──────── Data for this exercise
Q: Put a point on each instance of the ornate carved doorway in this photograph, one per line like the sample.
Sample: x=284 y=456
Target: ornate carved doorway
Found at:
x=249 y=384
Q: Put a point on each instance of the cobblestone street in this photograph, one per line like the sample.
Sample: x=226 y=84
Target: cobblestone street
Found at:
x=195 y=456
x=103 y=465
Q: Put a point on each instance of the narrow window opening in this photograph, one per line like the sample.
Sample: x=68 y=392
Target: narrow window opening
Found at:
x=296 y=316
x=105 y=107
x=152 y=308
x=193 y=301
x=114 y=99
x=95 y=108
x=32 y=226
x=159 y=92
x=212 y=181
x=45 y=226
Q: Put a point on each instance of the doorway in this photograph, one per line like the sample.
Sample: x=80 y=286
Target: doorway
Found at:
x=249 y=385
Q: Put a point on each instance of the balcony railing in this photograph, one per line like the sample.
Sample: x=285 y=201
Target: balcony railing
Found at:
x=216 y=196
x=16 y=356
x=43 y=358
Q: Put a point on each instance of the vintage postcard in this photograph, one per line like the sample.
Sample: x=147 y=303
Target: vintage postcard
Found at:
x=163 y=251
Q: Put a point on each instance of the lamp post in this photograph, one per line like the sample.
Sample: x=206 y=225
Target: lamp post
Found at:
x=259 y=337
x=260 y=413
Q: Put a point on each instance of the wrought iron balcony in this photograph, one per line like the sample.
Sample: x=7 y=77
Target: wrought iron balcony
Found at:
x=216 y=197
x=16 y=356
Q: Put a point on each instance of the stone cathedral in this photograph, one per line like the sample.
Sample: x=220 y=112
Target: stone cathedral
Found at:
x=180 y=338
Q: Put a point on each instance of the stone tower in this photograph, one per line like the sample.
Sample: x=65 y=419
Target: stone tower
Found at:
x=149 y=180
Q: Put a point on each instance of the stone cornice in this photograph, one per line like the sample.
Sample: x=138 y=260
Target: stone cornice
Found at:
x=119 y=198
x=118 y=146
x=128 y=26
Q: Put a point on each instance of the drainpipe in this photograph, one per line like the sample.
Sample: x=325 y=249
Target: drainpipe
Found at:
────────────────
**Assignment:**
Give all the entries again exactly; leave none out.

**Written answer:**
Q: Put a point on each instance of the ornate carved doorway in this photograph, one per line like the sample.
Sample: x=284 y=456
Target: ornate carved doorway
Found at:
x=249 y=384
Q: Put a point on each instance of the cobblestone street in this photograph, one per line like the sample.
Sample: x=226 y=84
Target: cobblestone street
Found at:
x=195 y=456
x=103 y=465
Q: Put a point on each instance of the narrow window opening in this photograph, one per line like the sample.
Sample: x=68 y=392
Target: narrow window opening
Found at:
x=296 y=316
x=105 y=107
x=152 y=308
x=193 y=301
x=114 y=99
x=95 y=108
x=32 y=226
x=159 y=92
x=212 y=181
x=45 y=226
Q: Put a point on each instance of the doorway in this photograph, one per line like the sample.
Sample: x=80 y=286
Target: doorway
Found at:
x=249 y=385
Q: Put a point on each instance of the balcony railing in this photograph, one per line like the sample.
Sample: x=285 y=201
Target: balcony railing
Found at:
x=216 y=196
x=16 y=356
x=43 y=358
Q: Put a point on each instance of the vintage postcard in this photograph, one per line like the sample.
Sample: x=147 y=303
Target: vintage postcard
Found at:
x=163 y=251
Q: Put a point on each instance of the lamp post in this photograph, one per line like the sample.
Sample: x=206 y=225
Target: lamp post
Found at:
x=259 y=337
x=260 y=413
Q: Put a point on each instance of the wrought iron balcony in this photograph, one per line like the sample.
Sample: x=7 y=77
Target: wrought iron balcony
Found at:
x=216 y=197
x=16 y=356
Q: Put a point on each instance of the stone cathedral in this photograph, one per line like the sample.
Sample: x=220 y=112
Target: stone cathedral
Found at:
x=180 y=338
Q: Put a point on each instance of the stone tower in this photograph, one per line like the sample.
Sample: x=65 y=419
Target: stone tower
Found at:
x=149 y=180
Q: Put a point on each instance of the stone cornice in this photograph, one per line like the sample.
Sample: x=138 y=260
Target: stone cornice
Found at:
x=119 y=198
x=118 y=146
x=128 y=26
Q: Put a point on each instance of the drainpipe in this photograph, one per line like the sample.
Sample: x=325 y=249
Target: drainpipe
Found at:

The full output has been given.